* **What the exercise asks**: Write out everything in the data below, word for word, from the line containing "the cactus spine" down to the final line.

* **Working data**:
** Start **
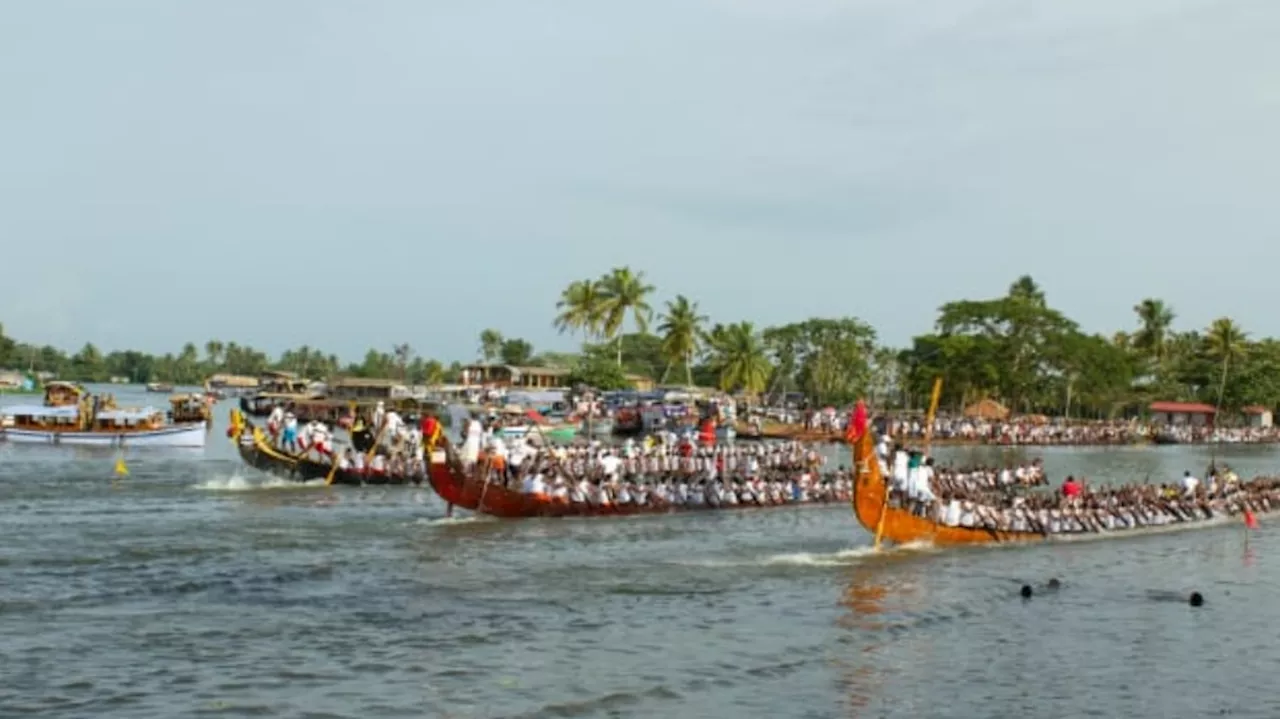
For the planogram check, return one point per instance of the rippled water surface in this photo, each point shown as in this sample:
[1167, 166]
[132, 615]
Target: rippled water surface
[197, 587]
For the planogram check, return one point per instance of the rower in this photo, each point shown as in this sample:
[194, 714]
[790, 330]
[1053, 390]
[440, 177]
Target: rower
[1189, 484]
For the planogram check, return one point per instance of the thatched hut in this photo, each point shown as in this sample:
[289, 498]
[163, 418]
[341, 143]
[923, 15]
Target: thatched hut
[987, 410]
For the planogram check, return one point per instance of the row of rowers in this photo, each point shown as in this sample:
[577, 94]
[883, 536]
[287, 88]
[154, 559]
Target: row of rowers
[656, 457]
[915, 476]
[1083, 508]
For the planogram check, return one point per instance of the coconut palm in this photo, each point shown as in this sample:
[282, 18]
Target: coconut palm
[625, 292]
[581, 308]
[737, 355]
[681, 334]
[1152, 337]
[1225, 340]
[403, 355]
[490, 344]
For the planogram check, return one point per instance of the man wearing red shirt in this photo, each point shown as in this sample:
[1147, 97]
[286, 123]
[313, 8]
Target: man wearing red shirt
[1070, 488]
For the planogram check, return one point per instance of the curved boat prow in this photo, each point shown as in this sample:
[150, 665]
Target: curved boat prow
[899, 525]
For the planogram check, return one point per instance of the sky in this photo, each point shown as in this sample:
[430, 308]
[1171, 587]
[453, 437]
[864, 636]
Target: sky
[359, 174]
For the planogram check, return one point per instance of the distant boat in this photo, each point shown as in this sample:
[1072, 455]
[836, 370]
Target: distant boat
[142, 426]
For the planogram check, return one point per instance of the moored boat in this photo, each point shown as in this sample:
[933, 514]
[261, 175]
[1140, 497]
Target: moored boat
[470, 490]
[256, 450]
[74, 425]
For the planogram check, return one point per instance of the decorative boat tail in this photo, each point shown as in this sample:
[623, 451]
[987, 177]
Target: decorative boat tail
[896, 525]
[178, 435]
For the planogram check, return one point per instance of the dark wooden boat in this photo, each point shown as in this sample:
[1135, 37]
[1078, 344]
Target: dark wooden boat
[256, 450]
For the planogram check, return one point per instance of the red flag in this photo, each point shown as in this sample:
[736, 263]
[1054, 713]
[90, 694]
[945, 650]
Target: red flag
[1249, 520]
[856, 422]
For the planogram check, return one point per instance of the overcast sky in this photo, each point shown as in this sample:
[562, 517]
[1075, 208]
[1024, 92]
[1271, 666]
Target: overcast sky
[350, 174]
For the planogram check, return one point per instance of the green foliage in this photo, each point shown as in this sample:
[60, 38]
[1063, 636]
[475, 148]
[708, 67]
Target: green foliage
[516, 352]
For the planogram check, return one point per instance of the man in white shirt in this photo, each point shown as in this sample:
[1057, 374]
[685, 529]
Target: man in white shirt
[1189, 484]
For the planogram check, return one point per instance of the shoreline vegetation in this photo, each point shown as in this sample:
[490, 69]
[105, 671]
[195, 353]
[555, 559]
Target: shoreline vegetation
[1014, 348]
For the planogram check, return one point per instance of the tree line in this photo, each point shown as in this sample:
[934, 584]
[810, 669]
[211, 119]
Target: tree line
[1014, 348]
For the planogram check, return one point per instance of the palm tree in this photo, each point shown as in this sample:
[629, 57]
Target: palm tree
[1225, 340]
[581, 308]
[739, 357]
[490, 344]
[625, 292]
[1025, 288]
[1156, 317]
[214, 351]
[681, 331]
[403, 353]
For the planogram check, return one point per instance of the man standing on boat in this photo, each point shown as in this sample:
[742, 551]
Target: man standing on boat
[1189, 484]
[273, 424]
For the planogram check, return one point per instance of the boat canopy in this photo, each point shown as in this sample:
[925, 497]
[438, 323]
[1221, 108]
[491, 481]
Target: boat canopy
[64, 412]
[131, 415]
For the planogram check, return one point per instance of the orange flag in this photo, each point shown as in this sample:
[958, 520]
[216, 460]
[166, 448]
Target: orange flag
[1249, 520]
[856, 422]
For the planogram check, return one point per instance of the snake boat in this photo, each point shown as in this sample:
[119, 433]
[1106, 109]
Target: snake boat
[470, 491]
[257, 452]
[873, 512]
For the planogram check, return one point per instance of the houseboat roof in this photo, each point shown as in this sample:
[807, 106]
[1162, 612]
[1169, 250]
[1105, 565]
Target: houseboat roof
[364, 381]
[67, 412]
[129, 415]
[1183, 407]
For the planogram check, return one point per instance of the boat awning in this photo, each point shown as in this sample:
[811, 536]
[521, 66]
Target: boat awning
[65, 412]
[528, 398]
[132, 415]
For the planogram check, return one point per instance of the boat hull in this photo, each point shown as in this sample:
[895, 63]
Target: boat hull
[177, 435]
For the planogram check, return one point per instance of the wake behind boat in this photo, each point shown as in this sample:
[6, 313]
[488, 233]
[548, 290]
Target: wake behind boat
[71, 416]
[584, 482]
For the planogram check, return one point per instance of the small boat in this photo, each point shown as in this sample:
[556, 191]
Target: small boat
[74, 425]
[257, 452]
[191, 408]
[472, 493]
[597, 427]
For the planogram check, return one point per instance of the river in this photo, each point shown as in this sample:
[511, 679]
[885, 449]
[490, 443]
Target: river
[197, 587]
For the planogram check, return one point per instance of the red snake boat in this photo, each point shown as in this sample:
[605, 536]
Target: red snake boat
[455, 485]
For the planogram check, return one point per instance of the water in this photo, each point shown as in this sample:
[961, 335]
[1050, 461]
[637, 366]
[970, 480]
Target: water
[197, 587]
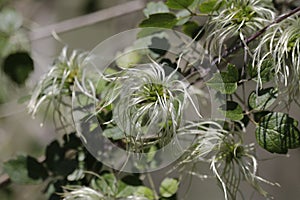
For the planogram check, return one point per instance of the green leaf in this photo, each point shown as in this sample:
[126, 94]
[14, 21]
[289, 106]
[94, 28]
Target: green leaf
[209, 6]
[232, 110]
[266, 72]
[277, 132]
[168, 187]
[132, 180]
[25, 170]
[124, 190]
[10, 20]
[18, 66]
[192, 29]
[183, 16]
[162, 20]
[179, 4]
[155, 7]
[262, 99]
[159, 46]
[225, 82]
[107, 183]
[56, 161]
[142, 191]
[114, 133]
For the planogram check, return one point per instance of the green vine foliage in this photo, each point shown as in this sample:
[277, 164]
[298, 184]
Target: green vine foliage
[249, 43]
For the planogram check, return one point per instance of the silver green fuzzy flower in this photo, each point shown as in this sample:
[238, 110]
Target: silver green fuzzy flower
[149, 102]
[230, 160]
[239, 18]
[280, 45]
[56, 85]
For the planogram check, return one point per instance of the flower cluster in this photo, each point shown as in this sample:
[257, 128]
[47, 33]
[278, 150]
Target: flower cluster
[280, 45]
[57, 84]
[149, 101]
[239, 18]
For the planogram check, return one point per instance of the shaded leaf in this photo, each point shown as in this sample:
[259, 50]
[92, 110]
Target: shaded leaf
[10, 21]
[267, 72]
[179, 4]
[18, 66]
[192, 29]
[168, 187]
[159, 45]
[124, 190]
[155, 7]
[132, 180]
[225, 82]
[143, 191]
[232, 110]
[277, 132]
[262, 99]
[107, 184]
[25, 170]
[162, 20]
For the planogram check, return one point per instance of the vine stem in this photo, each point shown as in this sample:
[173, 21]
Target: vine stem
[152, 185]
[248, 40]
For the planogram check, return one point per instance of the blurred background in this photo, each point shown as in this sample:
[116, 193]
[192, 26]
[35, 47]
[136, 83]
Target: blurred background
[19, 133]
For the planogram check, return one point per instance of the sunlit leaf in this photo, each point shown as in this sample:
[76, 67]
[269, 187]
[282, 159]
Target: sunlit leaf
[25, 170]
[162, 20]
[155, 7]
[179, 4]
[225, 82]
[168, 187]
[18, 66]
[232, 110]
[208, 6]
[262, 99]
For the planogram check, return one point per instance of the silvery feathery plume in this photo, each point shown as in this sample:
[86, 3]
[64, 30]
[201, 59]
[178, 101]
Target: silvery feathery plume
[231, 161]
[87, 193]
[280, 45]
[57, 83]
[239, 18]
[149, 102]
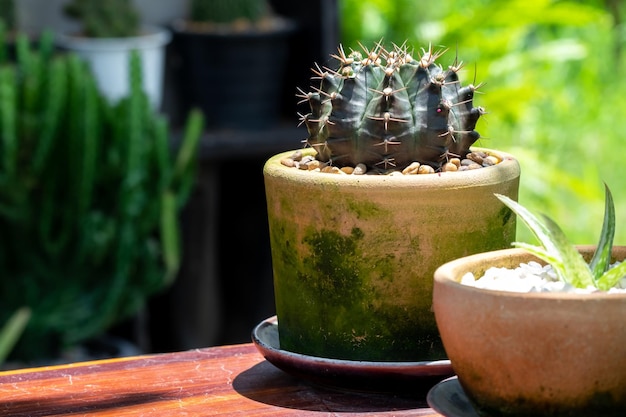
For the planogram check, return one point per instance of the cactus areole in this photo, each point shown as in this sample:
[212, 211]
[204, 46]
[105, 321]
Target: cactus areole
[353, 256]
[388, 109]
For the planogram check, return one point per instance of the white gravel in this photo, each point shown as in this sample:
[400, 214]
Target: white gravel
[529, 277]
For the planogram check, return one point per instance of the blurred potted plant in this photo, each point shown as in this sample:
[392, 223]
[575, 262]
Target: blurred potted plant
[110, 30]
[218, 45]
[353, 255]
[89, 199]
[555, 348]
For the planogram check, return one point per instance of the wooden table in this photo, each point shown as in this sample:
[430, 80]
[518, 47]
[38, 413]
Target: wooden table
[230, 380]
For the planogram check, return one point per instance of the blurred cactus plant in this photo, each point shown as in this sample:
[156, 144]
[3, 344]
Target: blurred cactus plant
[387, 109]
[227, 11]
[89, 198]
[105, 18]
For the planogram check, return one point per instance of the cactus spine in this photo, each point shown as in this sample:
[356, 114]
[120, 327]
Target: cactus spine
[388, 109]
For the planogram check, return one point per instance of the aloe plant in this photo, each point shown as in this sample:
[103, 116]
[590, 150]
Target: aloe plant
[566, 261]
** End **
* **Expected answer**:
For the planogram check, return one point per instance of the cactus spine in this photo, each point shown as in this sample:
[356, 114]
[120, 327]
Target: cactus spine
[388, 109]
For the planogram check, return one point per instance of the aloe plant in this photo, each point shown as in this sample:
[103, 116]
[590, 150]
Target: aloe plant
[566, 261]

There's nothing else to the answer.